What the task asks - Please copy out every one of the following lines word for word, leaving out the pictures.

Record extracts -

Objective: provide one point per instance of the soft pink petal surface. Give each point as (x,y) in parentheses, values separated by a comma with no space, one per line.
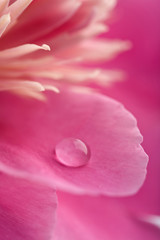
(92,218)
(27,209)
(30,131)
(140,91)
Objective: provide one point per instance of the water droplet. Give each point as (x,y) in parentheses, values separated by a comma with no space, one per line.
(72,152)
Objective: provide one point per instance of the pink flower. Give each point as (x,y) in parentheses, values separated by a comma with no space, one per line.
(136,217)
(75,142)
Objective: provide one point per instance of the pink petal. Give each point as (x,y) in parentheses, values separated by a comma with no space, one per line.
(30,131)
(27,209)
(140,92)
(92,218)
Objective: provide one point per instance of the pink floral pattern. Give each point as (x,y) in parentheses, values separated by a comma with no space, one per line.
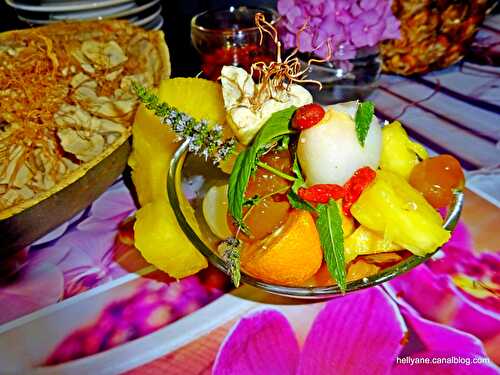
(363,333)
(349,24)
(75,257)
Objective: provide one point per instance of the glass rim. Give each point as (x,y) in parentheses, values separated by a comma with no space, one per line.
(303,292)
(194,25)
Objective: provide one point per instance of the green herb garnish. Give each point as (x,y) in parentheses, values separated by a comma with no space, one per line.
(205,139)
(230,249)
(331,236)
(363,119)
(293,197)
(271,133)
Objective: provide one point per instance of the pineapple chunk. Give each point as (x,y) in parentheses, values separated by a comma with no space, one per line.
(364,241)
(246,109)
(399,153)
(399,213)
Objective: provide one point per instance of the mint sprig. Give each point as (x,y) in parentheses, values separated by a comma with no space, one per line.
(331,236)
(363,119)
(230,249)
(273,131)
(293,196)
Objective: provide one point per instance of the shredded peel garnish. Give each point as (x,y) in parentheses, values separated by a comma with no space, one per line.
(277,76)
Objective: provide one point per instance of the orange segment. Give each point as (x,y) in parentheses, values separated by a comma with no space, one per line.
(290,256)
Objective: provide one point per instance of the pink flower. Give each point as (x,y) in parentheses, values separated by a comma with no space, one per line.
(362,333)
(459,286)
(349,24)
(73,258)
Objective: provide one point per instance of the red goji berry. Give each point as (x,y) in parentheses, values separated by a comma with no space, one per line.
(321,193)
(307,116)
(355,186)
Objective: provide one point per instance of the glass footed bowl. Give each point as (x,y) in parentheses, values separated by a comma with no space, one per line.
(189,177)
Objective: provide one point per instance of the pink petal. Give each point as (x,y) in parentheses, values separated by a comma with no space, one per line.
(459,368)
(261,343)
(35,287)
(444,303)
(115,201)
(284,6)
(356,334)
(433,340)
(460,238)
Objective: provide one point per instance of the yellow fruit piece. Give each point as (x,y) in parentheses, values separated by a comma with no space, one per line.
(347,221)
(364,241)
(288,257)
(161,242)
(157,233)
(399,213)
(198,97)
(215,211)
(360,269)
(399,153)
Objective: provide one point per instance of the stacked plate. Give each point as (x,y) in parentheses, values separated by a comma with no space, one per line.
(144,13)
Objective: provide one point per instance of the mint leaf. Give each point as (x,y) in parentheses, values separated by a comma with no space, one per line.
(230,249)
(331,236)
(293,197)
(363,119)
(299,182)
(274,130)
(297,202)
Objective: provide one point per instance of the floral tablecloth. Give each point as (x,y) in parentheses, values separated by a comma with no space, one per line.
(86,302)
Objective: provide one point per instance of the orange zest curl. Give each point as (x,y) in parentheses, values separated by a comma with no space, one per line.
(278,75)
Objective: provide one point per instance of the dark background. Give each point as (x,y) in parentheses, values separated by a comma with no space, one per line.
(177,15)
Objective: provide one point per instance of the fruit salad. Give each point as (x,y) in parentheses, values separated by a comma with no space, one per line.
(328,190)
(313,195)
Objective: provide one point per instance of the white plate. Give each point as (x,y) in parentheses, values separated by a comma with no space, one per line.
(92,14)
(125,11)
(148,18)
(123,14)
(156,24)
(65,6)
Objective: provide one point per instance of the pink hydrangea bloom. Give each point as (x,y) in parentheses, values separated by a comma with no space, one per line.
(349,24)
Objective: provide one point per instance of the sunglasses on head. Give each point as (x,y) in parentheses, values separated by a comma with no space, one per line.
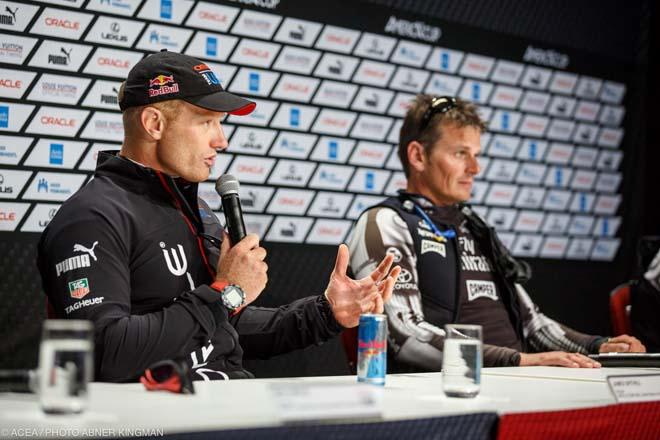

Exercise output -
Objective: provide one point per instance of the soft pink petal surface. Give each point as (x,y) in parentheses, values separated by a comma with no space, one per line.
(92,218)
(27,209)
(30,131)
(140,91)
Objective: provide one point per instance of the water droplet. Give each point as (x,y) in parentheses, values separated by a comma with no space, one per line.
(72,152)
Objective: provide one point per instance of the pink flower. Give each point as (x,y) in parentheses, values separated by a comma with no space, one per line.
(136,217)
(75,142)
Objective: provide one point per instance of the pink petal. Give each point as (x,y) in parentheses, values separated by a comma with no space, one per line.
(30,131)
(27,209)
(140,92)
(92,218)
Objective: provide one point per instance of the pink floral pattern. Give each point as (x,y) in parentheses, values separated by a comma with no space, one per line.
(363,333)
(349,24)
(75,257)
Objective: provide one point per instance of the glass rim. Give each point as (x,y) in parentheses, values separated by a comma with no space, one per line.
(303,292)
(194,25)
Objective: provide one point per instance of the green herb garnish. Give each point as (x,y) in parentheses, values separated by a comma with no space, one per line.
(205,139)
(230,249)
(331,236)
(363,119)
(293,197)
(271,133)
Objective: provide one point per instance of the pineapple chunk. Give each point as (x,y) in parentheses, values separated by a comma with no space, one per line.
(364,241)
(246,109)
(399,153)
(399,213)
Objective: provide one point per instance of the mint sprig. Give each point as (x,y) in parentheses, values separated by a comma with no space, one per line.
(331,236)
(363,119)
(230,249)
(273,131)
(293,196)
Objective: provide one point per instance of the shredded peel garnish. Give each point as (x,y) in parentheses, values separated by a comma with no space, one per line.
(277,76)
Objective: provide one point per instance of the orange segment. Give each point as (x,y) in parentheses, values separated by a comma with no space, one per line.
(290,256)
Objective: provide one point per instance of the pink flower. Give each point as (x,y) in parentheses, values separated by a comma with no space, one per line.
(362,333)
(459,286)
(349,24)
(73,258)
Objective: provide one point per instance of the red goji berry. Give each point as (x,y) in parentheses, values separated by a comma with no space, one per line.
(321,193)
(307,116)
(355,186)
Objective: provide one point per instance of the glass footed bowl. Give each point as (x,y) in parentheses, values separated by a comma with no space, one per line.
(189,177)
Objective: provide one point per instance of the pink petal. Give each point as (x,y) in parentheses, values separated by a comma with no space, one per line.
(459,368)
(261,343)
(35,287)
(444,303)
(115,201)
(284,6)
(356,334)
(433,340)
(460,238)
Objective: provide one point per instance of the yellow fruit piece. Give each point as (x,y) in parentheses, values separated by a comma with no space, one per line.
(347,221)
(364,241)
(288,257)
(161,242)
(157,233)
(399,213)
(198,97)
(215,211)
(360,269)
(399,153)
Objective: provide one point per instance of the stacked plate. Give each point as (x,y) in parentheses, values separated by a comma with no space, one per line.
(144,13)
Objective: provide one point per instance of the mint leaf. Give each point as (x,y) in parentheses, values separated by a comma with no space, one per line.
(230,249)
(331,236)
(293,197)
(363,119)
(299,182)
(274,130)
(297,202)
Objective: provide one point per instance of the floral tablecloth. Give each point as (x,y) in parentheses, values separated by a comma with no space, one per line.
(86,302)
Objective: provide one point per instance of the orange zest curl. Give each point as (x,y) in parentheses, values separated by a comma with no space, one per line.
(278,75)
Objective: provide one point per instance of the dark background. Give each point as (x,y) in parentheses, values separated by a comma with no space, one per line.
(177,15)
Objective: provide one point per instance of the fruit salad. Give each point as (x,y) in parentheses, values separated by a comma with no space, one per line.
(328,190)
(313,195)
Objective: provide one point per instance of the white plate. Give each point as (x,y) in parentheses, values separated by a comma with no space, one per line.
(92,14)
(125,11)
(148,18)
(123,14)
(156,24)
(65,6)
Objective: provide one point per instance of the pink hydrangea bloom. Give each point as (x,y) in parentheses, values separated by a comma with no space, one per line.
(349,24)
Objective: provide one point per instance of the sunglasses on head. Give each point as (x,y) in parentheses, values separated by a comma with no space, one per line.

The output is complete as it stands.